### Exercises
a) In the dating advice post, write out the stretch from "Secondly, you're putting" through "such a girl." again, switching "preppy" to "popular".
b) Render all the image-labeling records below as a two-column CSV with the headers request and answer, one row per request. Put the request text and its answer each in a single quoted field, turn line breaks into spaces, and leave the pictures out.

### Extracted text
::::::

Firstly, you're putting up a facade up by not truly being yourself and when that facade falls and the real you comes through, she will realize she was falling for someone who truly wasn't comfortable or confident in themselves or who they are. Find someone who accepts you, not someone who makes you jump through unrealistic expectations.

Secondly, you're putting for too many unrealistic expectations on your future partner which I find to be unfair, this will give you a sense of insecurity and make certain situations and problems more difficult to deal with.

Also ask yourself this, what would you have in common with a preppy girl? How would you be able to relate to them? It appears to me you're going for women as a means to boost your social status and to help you find validation and acceptance in yourself which is the completely wrong way to go about this.

MacDragard wrote:
Believe it or not, most attractive, preppy women have very low self esteem. They love drama and will want to bring you into it. Instead of being focused on what such a girl can provide you, you should be focused on what you can provide such a girl.

::::::

### Provided records
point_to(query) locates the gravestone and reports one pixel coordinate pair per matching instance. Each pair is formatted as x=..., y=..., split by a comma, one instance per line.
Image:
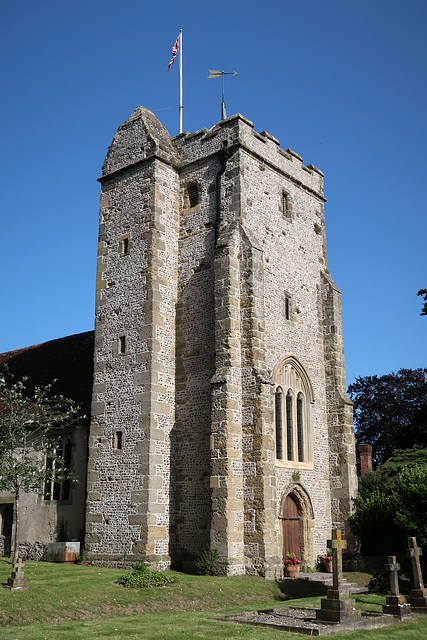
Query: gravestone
x=418, y=597
x=338, y=607
x=396, y=604
x=17, y=580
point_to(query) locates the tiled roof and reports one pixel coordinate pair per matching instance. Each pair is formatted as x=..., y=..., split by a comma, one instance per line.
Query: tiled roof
x=67, y=360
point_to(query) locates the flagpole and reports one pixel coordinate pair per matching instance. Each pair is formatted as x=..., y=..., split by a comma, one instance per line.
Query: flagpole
x=180, y=82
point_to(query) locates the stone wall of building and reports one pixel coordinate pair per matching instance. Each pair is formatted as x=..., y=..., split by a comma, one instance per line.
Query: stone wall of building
x=212, y=292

::::::

### Responses
a)
Secondly, you're putting for too many unrealistic expectations on your future partner which I find to be unfair, this will give you a sense of insecurity and make certain situations and problems more difficult to deal with.

Also ask yourself this, what would you have in common with a popular girl? How would you be able to relate to them? It appears to me you're going for women as a means to boost your social status and to help you find validation and acceptance in yourself which is the completely wrong way to go about this.

MacDragard wrote:
Believe it or not, most attractive, popular women have very low self esteem. They love drama and will want to bring you into it. Instead of being focused on what such a girl can provide you, you should be focused on what you can provide such a girl.

b)
request,answer
"point_to(query) locates the gravestone and reports one pixel coordinate pair per matching instance. Each pair is formatted as x=..., y=..., split by a comma, one instance per line. Image: Query: gravestone","x=418, y=597 x=338, y=607 x=396, y=604 x=17, y=580"
"point_to(query) locates the tiled roof and reports one pixel coordinate pair per matching instance. Each pair is formatted as x=..., y=..., split by a comma, one instance per line. Query: tiled roof","x=67, y=360"
"point_to(query) locates the flagpole and reports one pixel coordinate pair per matching instance. Each pair is formatted as x=..., y=..., split by a comma, one instance per line. Query: flagpole","x=180, y=82"
"point_to(query) locates the stone wall of building and reports one pixel coordinate pair per matching instance. Each pair is formatted as x=..., y=..., split by a comma, one instance per line. Query: stone wall of building","x=212, y=292"